Referring expression data
──────────────────────────────

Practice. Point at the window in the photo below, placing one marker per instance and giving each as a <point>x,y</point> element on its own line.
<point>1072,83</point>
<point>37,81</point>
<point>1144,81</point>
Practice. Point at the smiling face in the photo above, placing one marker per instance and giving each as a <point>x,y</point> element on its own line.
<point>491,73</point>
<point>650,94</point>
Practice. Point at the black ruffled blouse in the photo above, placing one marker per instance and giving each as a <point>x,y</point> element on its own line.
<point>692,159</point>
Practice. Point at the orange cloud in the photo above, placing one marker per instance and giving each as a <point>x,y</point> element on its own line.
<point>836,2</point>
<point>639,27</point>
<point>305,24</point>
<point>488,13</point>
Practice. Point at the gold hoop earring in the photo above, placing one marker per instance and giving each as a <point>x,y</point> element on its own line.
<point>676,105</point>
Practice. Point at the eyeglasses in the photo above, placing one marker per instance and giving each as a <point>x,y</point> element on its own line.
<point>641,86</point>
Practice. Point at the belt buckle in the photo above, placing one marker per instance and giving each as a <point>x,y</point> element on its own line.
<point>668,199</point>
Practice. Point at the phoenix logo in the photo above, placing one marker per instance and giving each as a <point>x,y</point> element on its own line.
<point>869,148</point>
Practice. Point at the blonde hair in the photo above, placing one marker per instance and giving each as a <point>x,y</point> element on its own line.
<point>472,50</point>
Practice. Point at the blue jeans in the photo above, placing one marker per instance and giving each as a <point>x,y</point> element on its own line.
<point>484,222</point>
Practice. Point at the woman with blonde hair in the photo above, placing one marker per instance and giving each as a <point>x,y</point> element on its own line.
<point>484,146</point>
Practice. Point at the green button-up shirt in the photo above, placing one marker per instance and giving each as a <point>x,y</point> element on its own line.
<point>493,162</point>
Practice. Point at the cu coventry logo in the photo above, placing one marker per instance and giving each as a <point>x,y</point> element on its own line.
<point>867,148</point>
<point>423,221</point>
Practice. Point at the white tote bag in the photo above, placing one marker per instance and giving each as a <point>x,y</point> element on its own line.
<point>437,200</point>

──────────────────────────────

** REQUIRED WORK **
Every one of the records is to be copied word for word.

** YOUR RESPONSE **
Practice. Point at the window in the photo below, placing one marker per instance and giving each as a <point>x,y</point> element on its own line.
<point>1072,83</point>
<point>37,81</point>
<point>1144,81</point>
Practice. Point at the smiling face in the photo above, placing one marker per instance and giving each as a <point>x,y</point> element on its own line.
<point>491,73</point>
<point>650,94</point>
Practice. Point at the black ruffled blouse in the photo above, placing one marker per instance and giving each as a <point>x,y</point> element on its own line.
<point>692,159</point>
Practice. Point at the orange cloud in the photo above, placing one marker per instance and giving each as a <point>x,y</point> element on its own line.
<point>836,2</point>
<point>639,27</point>
<point>305,24</point>
<point>488,13</point>
Practice. Point at the gold hoop earring in the photo above, placing one marker per instance and giving each as a <point>x,y</point> element on its own line.
<point>676,105</point>
Practice. Point at the eyeglasses in the photo above, placing one marker per instance and giving each as a <point>x,y</point> element on its own line.
<point>641,86</point>
Practice. Point at the belt buckle in the photo above, placing one marker per instance and giving each as a <point>x,y</point> element on its own line.
<point>668,199</point>
Practice. Point at the phoenix logo in the photo above, placing one marker per instance and giving each as a <point>x,y</point> element on its own line.
<point>869,148</point>
Practice. Point at the blonde hair in the photo above, placing one marker per instance and giving each as a <point>x,y</point> element on its own line.
<point>472,50</point>
Practice. Point at the blue jeans in the photo above, placing one marker per instance and giving each as a <point>x,y</point> element on its own line.
<point>484,222</point>
Practice. Point at the woman with blonde hair in the photo above, placing one marker per instance and giving each as a <point>x,y</point> element on its own line.
<point>484,146</point>
Practice. Point at the green button-up shirt in the photo above, placing one marker per instance and giving each as a <point>x,y</point> element on its own line.
<point>493,162</point>
Practice. Point at the cu coventry logo in the photo above, placing one marker per instance and giving each as a <point>x,y</point> element on its own line.
<point>867,148</point>
<point>423,221</point>
Practice. Point at the white tote bag in the photo above, placing one marker per instance and giving each as a <point>x,y</point> element on its own line.
<point>437,200</point>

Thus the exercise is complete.